> **Task instructions**: Each line of the data below that contains "while" must be copied.

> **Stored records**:

•••

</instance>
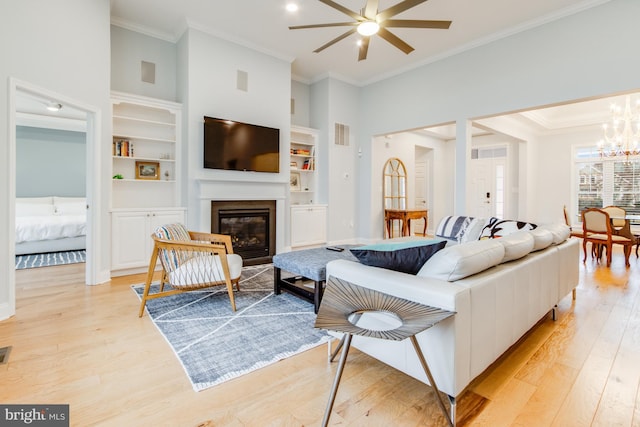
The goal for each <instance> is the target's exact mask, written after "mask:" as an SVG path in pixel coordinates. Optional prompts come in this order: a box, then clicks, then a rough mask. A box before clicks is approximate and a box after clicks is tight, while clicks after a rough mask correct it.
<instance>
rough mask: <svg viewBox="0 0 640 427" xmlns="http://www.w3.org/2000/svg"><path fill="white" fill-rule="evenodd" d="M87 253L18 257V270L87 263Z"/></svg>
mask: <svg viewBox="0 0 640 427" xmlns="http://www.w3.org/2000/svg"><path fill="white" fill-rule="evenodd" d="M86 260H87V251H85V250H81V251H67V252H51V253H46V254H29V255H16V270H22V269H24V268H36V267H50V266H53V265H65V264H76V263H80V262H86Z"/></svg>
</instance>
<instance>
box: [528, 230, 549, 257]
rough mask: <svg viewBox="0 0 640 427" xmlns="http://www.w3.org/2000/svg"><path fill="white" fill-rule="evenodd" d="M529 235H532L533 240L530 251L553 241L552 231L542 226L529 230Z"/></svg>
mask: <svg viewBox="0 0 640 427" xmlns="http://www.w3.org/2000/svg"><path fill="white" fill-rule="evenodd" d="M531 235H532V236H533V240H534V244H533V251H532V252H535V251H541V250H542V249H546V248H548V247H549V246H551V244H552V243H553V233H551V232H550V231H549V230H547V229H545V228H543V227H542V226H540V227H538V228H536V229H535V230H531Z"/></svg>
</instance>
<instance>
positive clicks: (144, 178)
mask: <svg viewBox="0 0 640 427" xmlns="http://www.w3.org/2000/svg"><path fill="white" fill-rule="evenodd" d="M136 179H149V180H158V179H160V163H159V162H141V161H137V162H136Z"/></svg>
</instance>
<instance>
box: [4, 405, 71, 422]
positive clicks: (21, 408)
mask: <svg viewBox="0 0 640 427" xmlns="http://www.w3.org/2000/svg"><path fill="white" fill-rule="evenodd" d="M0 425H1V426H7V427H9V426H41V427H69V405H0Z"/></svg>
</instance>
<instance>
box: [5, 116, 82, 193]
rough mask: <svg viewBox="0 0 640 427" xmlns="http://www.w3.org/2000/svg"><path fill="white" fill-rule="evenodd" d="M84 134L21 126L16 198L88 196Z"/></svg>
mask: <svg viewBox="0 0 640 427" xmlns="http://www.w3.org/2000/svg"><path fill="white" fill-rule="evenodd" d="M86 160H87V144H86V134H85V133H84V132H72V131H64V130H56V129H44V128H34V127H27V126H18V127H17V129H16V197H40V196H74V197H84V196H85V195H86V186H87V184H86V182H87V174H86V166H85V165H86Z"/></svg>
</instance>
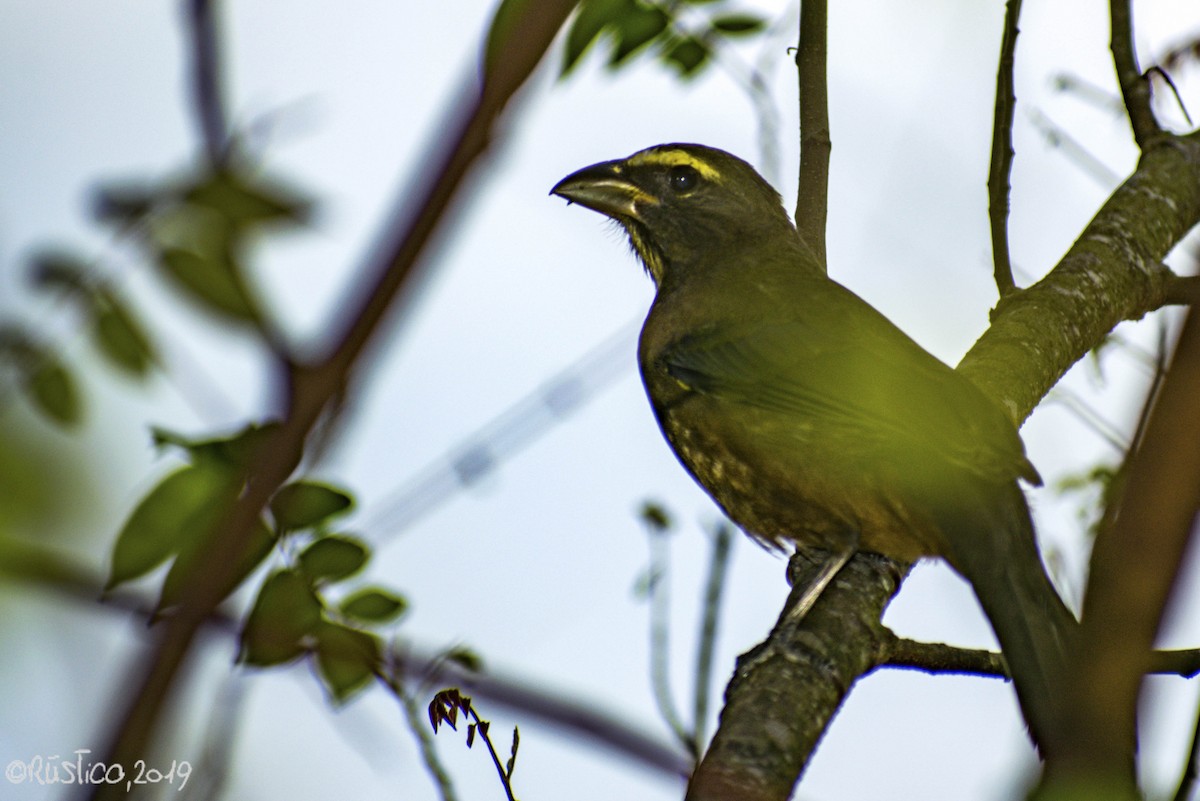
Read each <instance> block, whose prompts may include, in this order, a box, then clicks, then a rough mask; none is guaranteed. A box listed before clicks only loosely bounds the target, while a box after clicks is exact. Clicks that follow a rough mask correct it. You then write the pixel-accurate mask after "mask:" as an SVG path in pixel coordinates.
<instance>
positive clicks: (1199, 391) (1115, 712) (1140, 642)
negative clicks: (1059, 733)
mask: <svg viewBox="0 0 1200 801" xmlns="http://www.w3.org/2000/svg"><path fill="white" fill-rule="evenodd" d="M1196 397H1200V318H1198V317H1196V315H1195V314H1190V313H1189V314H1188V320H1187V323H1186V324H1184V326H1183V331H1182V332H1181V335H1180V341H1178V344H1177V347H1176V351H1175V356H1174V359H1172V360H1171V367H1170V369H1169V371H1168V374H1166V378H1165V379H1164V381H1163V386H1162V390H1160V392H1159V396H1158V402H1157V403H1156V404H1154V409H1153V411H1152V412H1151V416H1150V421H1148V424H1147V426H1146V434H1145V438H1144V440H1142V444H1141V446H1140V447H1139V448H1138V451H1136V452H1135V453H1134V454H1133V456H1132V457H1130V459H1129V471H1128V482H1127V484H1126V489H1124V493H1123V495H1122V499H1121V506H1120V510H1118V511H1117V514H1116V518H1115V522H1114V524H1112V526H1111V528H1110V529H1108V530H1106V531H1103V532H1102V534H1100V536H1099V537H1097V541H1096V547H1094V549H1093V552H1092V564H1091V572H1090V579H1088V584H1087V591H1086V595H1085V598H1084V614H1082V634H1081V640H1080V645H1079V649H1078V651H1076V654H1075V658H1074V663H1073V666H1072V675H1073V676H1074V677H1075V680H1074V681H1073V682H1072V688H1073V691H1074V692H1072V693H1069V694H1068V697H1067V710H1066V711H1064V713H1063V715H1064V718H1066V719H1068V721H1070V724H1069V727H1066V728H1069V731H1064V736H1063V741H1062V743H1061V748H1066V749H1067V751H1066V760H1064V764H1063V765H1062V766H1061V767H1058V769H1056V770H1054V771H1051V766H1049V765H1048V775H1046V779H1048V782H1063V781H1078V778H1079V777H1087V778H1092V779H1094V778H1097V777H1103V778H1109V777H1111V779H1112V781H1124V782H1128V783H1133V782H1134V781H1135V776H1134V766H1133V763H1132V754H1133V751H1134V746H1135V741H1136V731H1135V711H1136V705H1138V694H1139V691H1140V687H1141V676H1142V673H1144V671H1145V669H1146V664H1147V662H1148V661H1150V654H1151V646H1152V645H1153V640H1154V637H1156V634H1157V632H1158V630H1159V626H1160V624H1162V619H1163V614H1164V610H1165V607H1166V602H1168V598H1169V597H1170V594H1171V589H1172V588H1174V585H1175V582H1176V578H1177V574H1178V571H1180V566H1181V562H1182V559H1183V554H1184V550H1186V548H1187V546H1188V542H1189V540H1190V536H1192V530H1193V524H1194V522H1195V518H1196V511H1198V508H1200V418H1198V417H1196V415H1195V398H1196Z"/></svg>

•••

> **Task answer**:
The goal for each <instance> is the target's exact mask, written after "mask:" as an SVG path in pixel coordinates. Optional prompts come in this order: a box, then clicks, then a rough mask. A box before clicks is approximate and a box after clicks is tight, while clicks after a rough mask correct it.
Read each <instance> block, whose prompts may include, in this order, a box, then clicks, then a rough mask; none is guaranteed. A box listed before clicks only loosely bounds the target, while a box after clicks is exact. Clicks that follow a rough mask correct it. You then write the pixel-accurate mask after "mask:" as an SVG path in pixel coordinates.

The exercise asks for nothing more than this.